**Exercise:** Find every line in the data below that contains the string "black" and copy each of those lines in full. Matching is case-sensitive.
───── Input rows ─────
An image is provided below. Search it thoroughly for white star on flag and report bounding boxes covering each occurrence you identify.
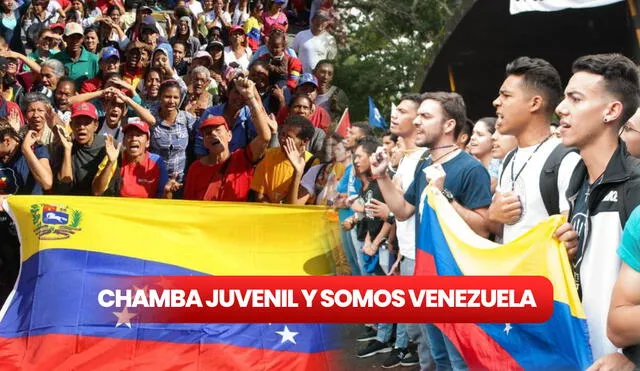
[502,323,513,336]
[276,325,298,344]
[111,307,137,328]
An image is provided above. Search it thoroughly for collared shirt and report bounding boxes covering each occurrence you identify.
[52,47,100,87]
[194,103,258,156]
[150,111,196,182]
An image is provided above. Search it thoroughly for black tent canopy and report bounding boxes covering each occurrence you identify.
[421,0,638,119]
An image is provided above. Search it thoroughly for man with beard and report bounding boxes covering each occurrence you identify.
[52,102,114,196]
[184,78,271,201]
[98,87,156,143]
[372,92,491,370]
[53,23,99,86]
[93,119,181,198]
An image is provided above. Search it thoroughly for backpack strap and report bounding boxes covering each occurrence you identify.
[539,144,578,215]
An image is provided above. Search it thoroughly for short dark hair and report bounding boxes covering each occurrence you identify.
[476,117,498,134]
[356,136,382,155]
[422,91,473,138]
[400,93,422,106]
[283,115,316,141]
[351,121,373,137]
[505,57,562,116]
[571,54,640,125]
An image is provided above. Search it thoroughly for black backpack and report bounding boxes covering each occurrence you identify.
[502,144,578,215]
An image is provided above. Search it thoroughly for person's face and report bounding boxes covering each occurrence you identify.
[491,128,518,159]
[191,72,209,95]
[109,9,120,24]
[40,66,60,91]
[249,65,269,93]
[269,35,284,57]
[556,72,615,148]
[71,116,98,145]
[353,146,371,175]
[278,125,306,153]
[296,83,318,102]
[56,82,76,111]
[123,127,149,158]
[344,126,364,149]
[389,100,418,137]
[469,121,491,158]
[289,98,312,118]
[178,21,189,35]
[493,75,532,135]
[413,99,446,148]
[331,140,348,162]
[382,135,396,156]
[26,102,47,132]
[144,71,162,98]
[620,109,640,158]
[152,51,169,68]
[104,98,127,127]
[65,34,84,52]
[160,87,180,112]
[100,55,120,73]
[202,125,231,154]
[314,63,334,89]
[173,44,185,64]
[127,49,141,68]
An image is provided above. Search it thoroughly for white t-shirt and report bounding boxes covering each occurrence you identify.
[224,46,251,71]
[187,0,204,17]
[291,30,338,73]
[496,138,580,243]
[393,148,427,260]
[204,10,231,28]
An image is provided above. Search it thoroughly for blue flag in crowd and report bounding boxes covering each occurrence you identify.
[369,97,387,129]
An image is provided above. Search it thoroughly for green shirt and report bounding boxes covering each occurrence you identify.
[618,206,640,272]
[52,47,100,88]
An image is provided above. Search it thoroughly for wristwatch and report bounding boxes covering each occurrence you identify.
[387,211,396,224]
[442,189,455,203]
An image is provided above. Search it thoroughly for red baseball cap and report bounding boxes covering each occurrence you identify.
[229,26,244,35]
[122,119,150,136]
[200,116,229,134]
[71,102,98,120]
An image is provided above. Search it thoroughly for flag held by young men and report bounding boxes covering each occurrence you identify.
[416,187,593,370]
[0,196,337,370]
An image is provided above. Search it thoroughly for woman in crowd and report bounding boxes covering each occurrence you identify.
[151,80,196,183]
[169,16,200,57]
[469,117,500,191]
[184,66,213,117]
[262,0,289,35]
[224,26,252,71]
[0,0,31,53]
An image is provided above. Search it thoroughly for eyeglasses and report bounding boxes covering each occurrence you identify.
[620,125,640,134]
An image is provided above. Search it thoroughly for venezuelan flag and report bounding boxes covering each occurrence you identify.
[0,196,337,370]
[416,187,593,370]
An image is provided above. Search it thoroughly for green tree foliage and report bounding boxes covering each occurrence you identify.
[334,0,460,122]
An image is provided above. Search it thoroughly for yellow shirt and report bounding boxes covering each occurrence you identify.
[251,148,312,204]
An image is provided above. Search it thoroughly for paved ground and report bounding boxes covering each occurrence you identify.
[342,325,420,371]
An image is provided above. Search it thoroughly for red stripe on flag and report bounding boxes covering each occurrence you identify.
[0,336,342,371]
[435,323,524,371]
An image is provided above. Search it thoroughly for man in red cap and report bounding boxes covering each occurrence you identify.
[52,102,113,196]
[184,78,271,201]
[93,118,181,198]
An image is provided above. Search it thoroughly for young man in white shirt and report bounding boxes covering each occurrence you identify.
[291,12,338,73]
[489,57,580,243]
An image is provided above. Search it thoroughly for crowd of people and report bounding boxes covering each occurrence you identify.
[0,0,640,370]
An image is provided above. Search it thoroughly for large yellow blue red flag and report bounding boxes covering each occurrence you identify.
[0,196,337,370]
[416,187,592,370]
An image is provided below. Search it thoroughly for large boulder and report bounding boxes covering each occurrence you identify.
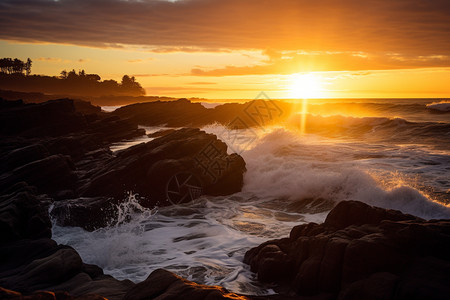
[0,154,77,197]
[123,269,248,300]
[244,201,450,299]
[0,183,51,244]
[80,128,246,207]
[0,238,134,300]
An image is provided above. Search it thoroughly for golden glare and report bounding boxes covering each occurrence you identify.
[289,73,323,99]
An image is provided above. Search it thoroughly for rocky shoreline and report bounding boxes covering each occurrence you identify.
[0,99,450,299]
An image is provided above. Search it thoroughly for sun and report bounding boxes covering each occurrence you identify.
[289,73,323,99]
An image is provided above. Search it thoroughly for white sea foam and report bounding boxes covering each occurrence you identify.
[53,125,450,294]
[243,129,450,219]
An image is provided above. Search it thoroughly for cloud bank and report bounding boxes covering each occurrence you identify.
[0,0,450,72]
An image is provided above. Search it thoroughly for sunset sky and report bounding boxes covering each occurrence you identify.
[0,0,450,99]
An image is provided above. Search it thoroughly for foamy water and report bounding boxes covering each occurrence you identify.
[53,99,450,294]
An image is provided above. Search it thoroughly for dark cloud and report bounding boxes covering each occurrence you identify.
[0,0,450,66]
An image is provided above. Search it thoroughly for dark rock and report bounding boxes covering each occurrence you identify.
[113,99,295,129]
[123,269,248,300]
[80,128,245,207]
[325,201,420,229]
[0,99,87,137]
[147,129,176,138]
[0,183,51,243]
[0,239,134,300]
[0,143,50,173]
[50,197,118,231]
[0,155,77,195]
[113,99,211,127]
[244,201,450,299]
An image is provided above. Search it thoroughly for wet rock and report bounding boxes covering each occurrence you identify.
[50,197,119,231]
[80,128,245,207]
[244,201,450,299]
[123,269,248,300]
[0,155,77,196]
[0,183,51,243]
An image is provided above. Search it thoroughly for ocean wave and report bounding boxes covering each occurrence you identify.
[427,100,450,112]
[289,114,450,144]
[243,130,450,219]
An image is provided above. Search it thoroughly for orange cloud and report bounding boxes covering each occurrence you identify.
[0,0,450,55]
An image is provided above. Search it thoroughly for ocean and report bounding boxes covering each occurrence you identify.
[53,99,450,294]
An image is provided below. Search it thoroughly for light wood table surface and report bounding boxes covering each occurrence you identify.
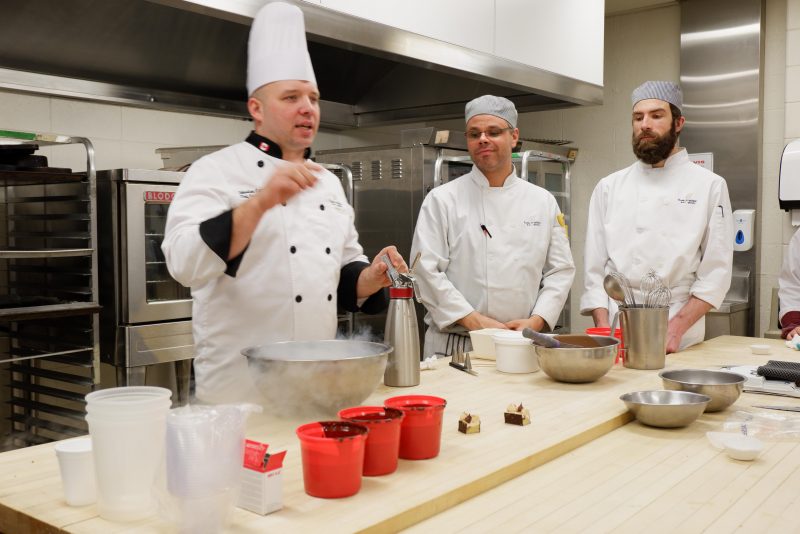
[0,336,800,533]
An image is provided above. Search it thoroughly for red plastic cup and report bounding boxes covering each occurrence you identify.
[384,395,447,460]
[296,421,369,499]
[339,406,405,477]
[586,326,625,363]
─────
**The response:**
An image is provided above. Search it thoroughly for black tent canopy and report bounding boxes covering each occurrence you identify.
An image is provided above. Search it thoroughly for black backpack and report bounding boxes covering each occurrence you identify.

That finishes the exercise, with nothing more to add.